Izutsu, “İslam’da Metafizik Düşüncenin Temel Yapısı” adlı çok önemli makalesinde verdiği bir örnekle İbn Rüşd’ün yanlış anladığı varlık anlayışını detaylıca açıklar. İbn Sinâ’ya göre mesela “masa kahverengidir” önermesi ile “masa varlıktır” önermesi (masa vardır anlamında) karşılaştırıldığında günlük hayatta kullanacağımız ikinci önermede “varlık”ın masanın bir sıfatına işaret ettiğini görebiliriz. Yani yüklem bir sıfattır bu cümlelerde. Yani İbn Sinâ’nın, varlığın öz ya da cevherin bir arazı olduğundan söz etmesi ancak bu şekilde mümkündür. Yani varlığın araz olduğunu ifade etmek ancak gerçekliğin mantıksal ve gramatik düzleminde anlamlı hale gelmektedir. İbn Rüşd ile Thomas Acquinas ise bunu böyle anlamak yerine, yani gramatik ve mantıksal düzlemde anlamakla birlikte, nesnel olan dış dünyanın gerçekliğinin yapısının kendisinde de gerçekleştiğini düşünmüşlerdir. Onlara göre İbn Sinâ’nın “varlık” anlayışı, yüklemsel ve kategorik bir araz olmaklık bakımından anlamlıdır. Bu anlayışın getirdiği sonuç ise gerçekten biraz tuhaftır. Yani masanın kahverengi olmazdan önce var olması gerektiği gibi, varlık olmadan önce de varolmalıdır. Aslında, bu İbn Rüşd ve Thomas Acquinas’ın İbn Sinâ’ya yaptıkları eleştirinin de özünü oluşturmaktadır. (9)

- _Verilen Talimat_:
Yukarıdaki İbn Sinâ'nın varlık anlayışına dair alıntıyı, tek bir harfini bile değiştirmeden baştan sona yeniden yazın.

- _Veri Satırları_:
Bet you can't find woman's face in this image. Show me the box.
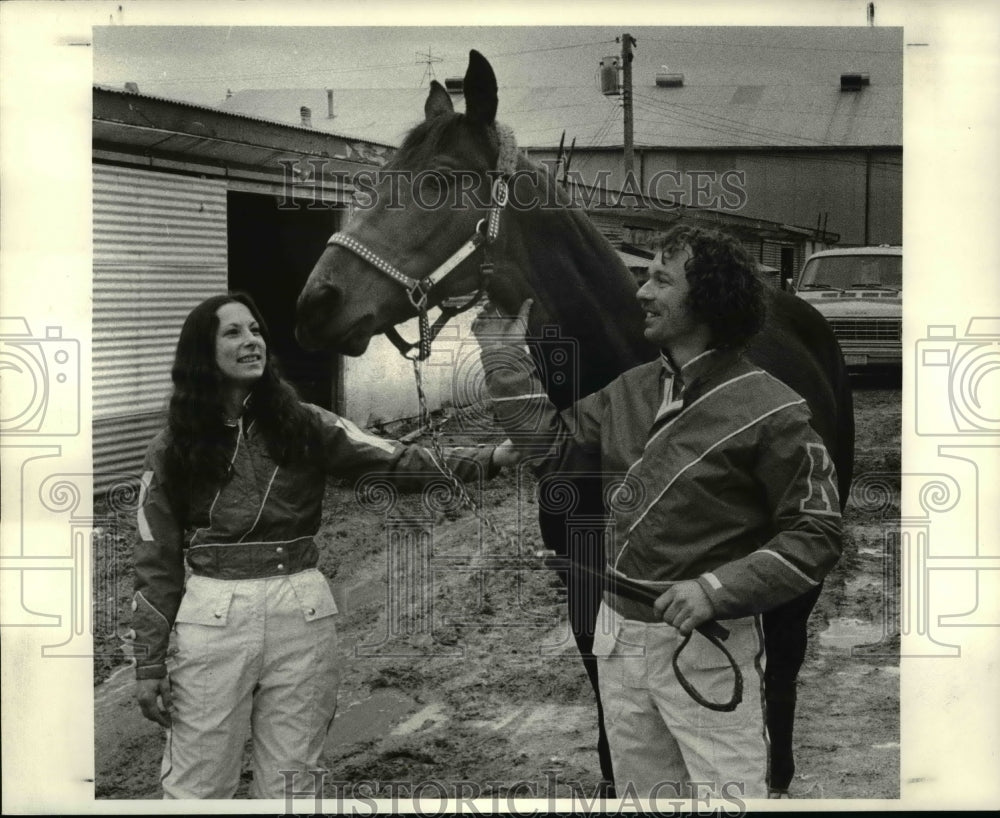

- _Aşağıdaki Sonuç_:
Izutsu, “İslam’da Metafizik Düşüncenin Temel Yapısı” adlı çok önemli makalesinde verdiği bir örnekle İbn Rüşd’ün yanlış anladığı varlık anlayışını detaylıca açıklar. İbn Sinâ’ya göre mesela “masa kahverengidir” önermesi ile “masa varlıktır” önermesi (masa vardır anlamında) karşılaştırıldığında günlük hayatta kullanacağımız ikinci önermede “varlık”ın masanın bir sıfatına işaret ettiğini görebiliriz. Yani yüklem bir sıfattır bu cümlelerde. Yani İbn Sinâ’nın, varlığın öz ya da cevherin bir arazı olduğundan söz etmesi ancak bu şekilde mümkündür. Yani varlığın araz olduğunu ifade etmek ancak gerçekliğin mantıksal ve gramatik düzleminde anlamlı hale gelmektedir. İbn Rüşd ile Thomas Acquinas ise bunu böyle anlamak yerine, yani gramatik ve mantıksal düzlemde anlamakla birlikte, nesnel olan dış dünyanın gerçekliğinin yapısının kendisinde de gerçekleştiğini düşünmüşlerdir. Onlara göre İbn Sinâ’nın “varlık” anlayışı, yüklemsel ve kategorik bir araz olmaklık bakımından anlamlıdır. Bu anlayışın getirdiği sonuç ise gerçekten biraz tuhaftır. Yani masanın kahverengi olmazdan önce var olması gerektiği gibi, varlık olmadan önce de varolmalıdır. Aslında, bu İbn Rüşd ve Thomas Acquinas’ın İbn Sinâ’ya yaptıkları eleştirinin de özünü oluşturmaktadır. (9)